■ **Work instruction**
Output only the lines that run from the one with "Exercise. Point out the bare" to the final line of the material, exactly as they are written.

■ **Excerpted data**
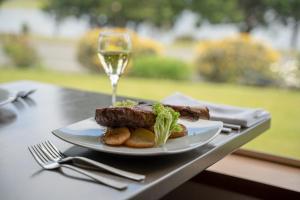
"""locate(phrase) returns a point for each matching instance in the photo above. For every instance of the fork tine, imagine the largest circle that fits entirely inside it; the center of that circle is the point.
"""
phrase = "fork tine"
(49, 151)
(44, 152)
(36, 156)
(48, 144)
(58, 151)
(40, 154)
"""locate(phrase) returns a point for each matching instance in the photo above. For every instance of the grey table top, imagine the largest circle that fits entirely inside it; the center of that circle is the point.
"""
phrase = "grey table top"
(31, 121)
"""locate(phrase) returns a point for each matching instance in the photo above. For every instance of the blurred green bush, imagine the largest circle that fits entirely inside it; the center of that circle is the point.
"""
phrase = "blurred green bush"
(160, 67)
(238, 59)
(20, 51)
(87, 48)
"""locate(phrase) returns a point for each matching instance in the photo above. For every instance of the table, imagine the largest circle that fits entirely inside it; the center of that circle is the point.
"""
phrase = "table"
(31, 121)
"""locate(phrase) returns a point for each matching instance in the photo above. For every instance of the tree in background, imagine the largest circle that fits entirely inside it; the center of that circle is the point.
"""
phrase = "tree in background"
(288, 11)
(118, 12)
(247, 14)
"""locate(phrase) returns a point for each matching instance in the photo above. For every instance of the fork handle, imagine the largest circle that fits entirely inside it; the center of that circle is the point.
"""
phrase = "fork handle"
(130, 175)
(103, 180)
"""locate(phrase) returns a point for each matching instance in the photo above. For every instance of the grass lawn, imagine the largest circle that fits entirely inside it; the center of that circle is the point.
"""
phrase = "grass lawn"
(283, 138)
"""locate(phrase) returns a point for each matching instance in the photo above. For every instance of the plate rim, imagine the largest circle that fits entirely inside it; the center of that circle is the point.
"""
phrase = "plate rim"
(138, 154)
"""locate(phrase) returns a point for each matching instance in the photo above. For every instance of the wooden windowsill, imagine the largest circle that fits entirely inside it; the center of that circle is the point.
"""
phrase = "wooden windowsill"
(244, 165)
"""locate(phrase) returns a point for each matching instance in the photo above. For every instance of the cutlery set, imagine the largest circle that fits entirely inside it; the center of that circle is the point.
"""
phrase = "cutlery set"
(50, 158)
(16, 96)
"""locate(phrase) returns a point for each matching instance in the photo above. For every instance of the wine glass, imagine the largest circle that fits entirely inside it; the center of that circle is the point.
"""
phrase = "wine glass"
(114, 52)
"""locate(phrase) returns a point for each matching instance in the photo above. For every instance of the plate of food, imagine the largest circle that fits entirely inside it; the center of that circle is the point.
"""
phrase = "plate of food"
(139, 129)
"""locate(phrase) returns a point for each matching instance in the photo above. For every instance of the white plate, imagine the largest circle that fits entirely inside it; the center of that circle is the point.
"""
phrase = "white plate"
(87, 134)
(4, 96)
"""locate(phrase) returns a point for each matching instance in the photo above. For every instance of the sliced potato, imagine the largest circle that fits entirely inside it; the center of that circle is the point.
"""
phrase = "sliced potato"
(141, 138)
(177, 134)
(116, 136)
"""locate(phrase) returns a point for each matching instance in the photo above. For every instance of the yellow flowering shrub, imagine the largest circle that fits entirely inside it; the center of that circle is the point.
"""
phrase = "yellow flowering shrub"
(239, 59)
(87, 48)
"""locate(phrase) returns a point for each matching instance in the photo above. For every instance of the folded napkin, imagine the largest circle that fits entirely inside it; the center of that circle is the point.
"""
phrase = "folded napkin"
(244, 117)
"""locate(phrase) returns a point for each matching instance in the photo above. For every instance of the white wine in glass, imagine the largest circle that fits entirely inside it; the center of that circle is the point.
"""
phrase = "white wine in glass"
(114, 51)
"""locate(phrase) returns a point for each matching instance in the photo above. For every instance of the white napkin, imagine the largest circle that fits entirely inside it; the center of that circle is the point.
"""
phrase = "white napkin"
(245, 117)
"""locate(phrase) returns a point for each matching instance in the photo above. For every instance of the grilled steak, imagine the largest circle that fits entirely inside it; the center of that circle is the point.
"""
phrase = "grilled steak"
(142, 115)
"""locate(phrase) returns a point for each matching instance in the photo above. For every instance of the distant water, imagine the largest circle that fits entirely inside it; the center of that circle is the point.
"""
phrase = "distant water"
(42, 23)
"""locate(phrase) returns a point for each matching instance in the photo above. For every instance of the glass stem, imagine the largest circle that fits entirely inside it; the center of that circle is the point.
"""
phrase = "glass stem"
(114, 93)
(114, 83)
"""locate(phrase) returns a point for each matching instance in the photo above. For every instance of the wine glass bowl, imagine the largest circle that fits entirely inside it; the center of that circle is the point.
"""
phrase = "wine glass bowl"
(114, 50)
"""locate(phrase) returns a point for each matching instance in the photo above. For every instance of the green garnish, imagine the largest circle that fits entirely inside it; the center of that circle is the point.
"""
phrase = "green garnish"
(165, 123)
(126, 103)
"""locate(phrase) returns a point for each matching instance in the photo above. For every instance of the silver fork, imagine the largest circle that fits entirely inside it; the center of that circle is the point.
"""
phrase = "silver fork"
(59, 157)
(45, 161)
(15, 97)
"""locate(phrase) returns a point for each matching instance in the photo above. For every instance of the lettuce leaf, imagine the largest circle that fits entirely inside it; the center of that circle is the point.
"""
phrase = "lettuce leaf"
(126, 103)
(165, 123)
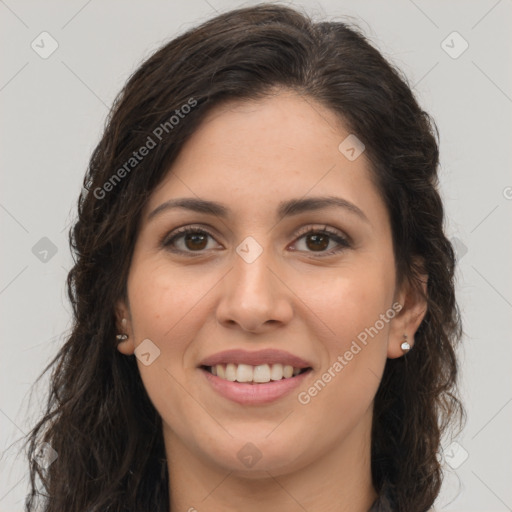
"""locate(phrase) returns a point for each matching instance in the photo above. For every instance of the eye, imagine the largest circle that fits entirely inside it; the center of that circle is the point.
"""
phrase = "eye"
(325, 241)
(188, 239)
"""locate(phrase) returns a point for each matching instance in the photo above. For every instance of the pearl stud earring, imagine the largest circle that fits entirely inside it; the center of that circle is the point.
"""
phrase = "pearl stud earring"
(405, 346)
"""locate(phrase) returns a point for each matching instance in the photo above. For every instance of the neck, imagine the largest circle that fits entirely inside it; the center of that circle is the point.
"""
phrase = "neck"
(337, 481)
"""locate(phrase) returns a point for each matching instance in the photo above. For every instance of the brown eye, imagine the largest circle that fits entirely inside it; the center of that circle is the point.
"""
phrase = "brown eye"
(196, 241)
(189, 240)
(324, 242)
(317, 242)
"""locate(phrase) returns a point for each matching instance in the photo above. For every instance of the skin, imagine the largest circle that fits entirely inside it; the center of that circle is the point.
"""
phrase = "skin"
(249, 156)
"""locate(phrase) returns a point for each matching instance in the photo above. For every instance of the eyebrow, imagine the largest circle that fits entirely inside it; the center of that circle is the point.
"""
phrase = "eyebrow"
(287, 208)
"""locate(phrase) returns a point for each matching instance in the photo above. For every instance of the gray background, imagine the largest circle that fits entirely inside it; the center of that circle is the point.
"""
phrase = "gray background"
(53, 111)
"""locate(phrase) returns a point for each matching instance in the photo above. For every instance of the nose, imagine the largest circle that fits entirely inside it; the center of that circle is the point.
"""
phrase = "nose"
(254, 295)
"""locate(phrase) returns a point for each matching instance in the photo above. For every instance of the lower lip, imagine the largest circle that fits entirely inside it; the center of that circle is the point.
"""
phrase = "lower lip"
(251, 394)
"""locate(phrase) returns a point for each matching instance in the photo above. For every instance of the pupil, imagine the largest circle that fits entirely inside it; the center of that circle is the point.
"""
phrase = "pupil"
(320, 241)
(195, 241)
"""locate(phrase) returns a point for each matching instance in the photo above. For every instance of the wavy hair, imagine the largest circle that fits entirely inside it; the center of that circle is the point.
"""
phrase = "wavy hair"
(98, 416)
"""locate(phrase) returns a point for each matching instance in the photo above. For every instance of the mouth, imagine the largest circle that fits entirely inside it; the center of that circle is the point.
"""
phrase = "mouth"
(258, 374)
(254, 377)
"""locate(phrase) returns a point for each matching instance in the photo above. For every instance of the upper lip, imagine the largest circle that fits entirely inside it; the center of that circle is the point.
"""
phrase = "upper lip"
(255, 358)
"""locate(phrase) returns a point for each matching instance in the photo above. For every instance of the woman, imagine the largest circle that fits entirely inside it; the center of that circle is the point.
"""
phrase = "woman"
(264, 309)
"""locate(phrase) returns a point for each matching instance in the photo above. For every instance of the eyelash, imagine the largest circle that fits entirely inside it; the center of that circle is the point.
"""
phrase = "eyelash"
(343, 242)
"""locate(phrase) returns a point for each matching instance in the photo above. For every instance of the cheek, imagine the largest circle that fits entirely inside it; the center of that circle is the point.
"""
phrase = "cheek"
(163, 300)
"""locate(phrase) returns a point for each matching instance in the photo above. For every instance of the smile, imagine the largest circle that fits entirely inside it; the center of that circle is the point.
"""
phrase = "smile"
(258, 374)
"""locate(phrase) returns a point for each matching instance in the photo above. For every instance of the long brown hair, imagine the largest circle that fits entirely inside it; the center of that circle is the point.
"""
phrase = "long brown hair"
(98, 417)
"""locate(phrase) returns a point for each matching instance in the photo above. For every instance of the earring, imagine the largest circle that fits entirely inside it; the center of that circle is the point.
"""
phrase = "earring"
(122, 337)
(405, 346)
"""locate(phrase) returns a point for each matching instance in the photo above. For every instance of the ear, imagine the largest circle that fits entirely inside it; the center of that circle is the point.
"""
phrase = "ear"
(413, 300)
(123, 326)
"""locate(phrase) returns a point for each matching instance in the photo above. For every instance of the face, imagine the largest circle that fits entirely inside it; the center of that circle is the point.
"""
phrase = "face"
(271, 276)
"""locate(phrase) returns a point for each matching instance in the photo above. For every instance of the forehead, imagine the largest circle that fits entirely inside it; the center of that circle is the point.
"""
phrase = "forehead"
(252, 154)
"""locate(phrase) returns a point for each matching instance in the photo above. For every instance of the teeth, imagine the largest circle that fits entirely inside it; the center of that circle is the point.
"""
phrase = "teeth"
(248, 373)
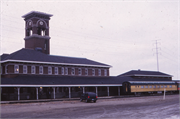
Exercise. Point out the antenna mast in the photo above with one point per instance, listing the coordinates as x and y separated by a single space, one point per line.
157 56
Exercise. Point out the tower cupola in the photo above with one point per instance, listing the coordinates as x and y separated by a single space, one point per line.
37 31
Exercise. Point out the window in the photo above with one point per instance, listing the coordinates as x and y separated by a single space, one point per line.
105 72
62 70
79 71
93 72
33 70
40 69
66 71
72 71
56 70
49 70
86 71
16 68
99 72
1 69
24 69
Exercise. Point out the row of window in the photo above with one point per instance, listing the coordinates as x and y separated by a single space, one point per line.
64 70
165 86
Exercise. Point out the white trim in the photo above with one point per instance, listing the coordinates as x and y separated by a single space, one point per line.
53 63
70 85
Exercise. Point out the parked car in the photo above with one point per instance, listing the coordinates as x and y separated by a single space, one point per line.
88 96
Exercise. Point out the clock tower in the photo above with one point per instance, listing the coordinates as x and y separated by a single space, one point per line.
37 31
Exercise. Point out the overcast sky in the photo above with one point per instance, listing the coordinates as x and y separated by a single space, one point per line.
121 34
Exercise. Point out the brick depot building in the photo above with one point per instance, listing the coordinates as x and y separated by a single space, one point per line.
32 73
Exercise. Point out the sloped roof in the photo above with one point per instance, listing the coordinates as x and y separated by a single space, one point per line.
145 73
29 55
55 80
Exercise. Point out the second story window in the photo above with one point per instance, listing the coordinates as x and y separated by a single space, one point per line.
66 71
16 68
86 71
49 70
72 71
56 70
105 72
99 72
62 70
40 69
93 72
33 70
79 71
24 69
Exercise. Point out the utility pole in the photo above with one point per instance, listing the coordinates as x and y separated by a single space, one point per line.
157 55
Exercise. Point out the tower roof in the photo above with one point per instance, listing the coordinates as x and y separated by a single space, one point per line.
36 14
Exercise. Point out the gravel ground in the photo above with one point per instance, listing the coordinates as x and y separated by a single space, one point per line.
132 108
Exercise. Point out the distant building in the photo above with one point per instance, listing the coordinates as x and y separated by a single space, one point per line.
32 73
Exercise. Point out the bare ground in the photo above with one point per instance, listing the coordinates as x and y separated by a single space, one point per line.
137 107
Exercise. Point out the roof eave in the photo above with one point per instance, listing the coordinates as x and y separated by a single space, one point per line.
38 62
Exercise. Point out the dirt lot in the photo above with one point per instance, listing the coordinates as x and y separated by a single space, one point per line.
132 108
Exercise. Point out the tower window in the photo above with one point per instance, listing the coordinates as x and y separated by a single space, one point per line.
93 72
105 72
56 70
86 71
24 69
99 72
66 71
62 70
49 70
33 70
79 71
16 68
72 71
40 69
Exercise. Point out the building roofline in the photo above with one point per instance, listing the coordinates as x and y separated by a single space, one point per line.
36 12
69 85
38 62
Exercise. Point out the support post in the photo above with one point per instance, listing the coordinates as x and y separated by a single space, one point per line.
96 91
108 90
83 90
37 93
18 93
164 94
118 90
54 92
69 92
62 89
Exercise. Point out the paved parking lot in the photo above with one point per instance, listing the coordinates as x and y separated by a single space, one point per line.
136 107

■ **Solution for this problem**
Exercise. Point out the bare ground in the photo above with one point per instance, listing the coordinates as x and y separated by a single space, one point per line.
137 107
Exercise. Point out the roof eave in the photo above with one point per instance, listing the coordinates as x and y separated by a single space, one point per line.
38 62
Exercise. Point out the dirt lot in the photo above with one point per instance, listing the coordinates as x and y separated by a single space, one point per line.
132 108
Exercise. Point out the tower window in the photo above with one point per instance, listing the coordinates as x and y separated by a single space, one point per line.
93 72
105 72
56 70
86 71
24 69
99 72
66 71
62 70
49 70
33 70
79 71
16 68
72 71
40 69
Exercise. Point out the building roofline in the photo above with one point per instance, listing the coordinates as x and y separated by a single space, one point per line.
36 12
69 85
38 62
Exercise. Point out the support post in the photo above with one point per instance, listing the coordinates as x and y separated by a single space, one point per line.
96 91
108 90
83 90
37 93
18 93
164 94
118 90
54 92
69 92
62 89
Exercise. Point out the paved parking lot in the photo above with one point per instance, listing the coordinates as x and y separated by a single space, one point per line.
136 107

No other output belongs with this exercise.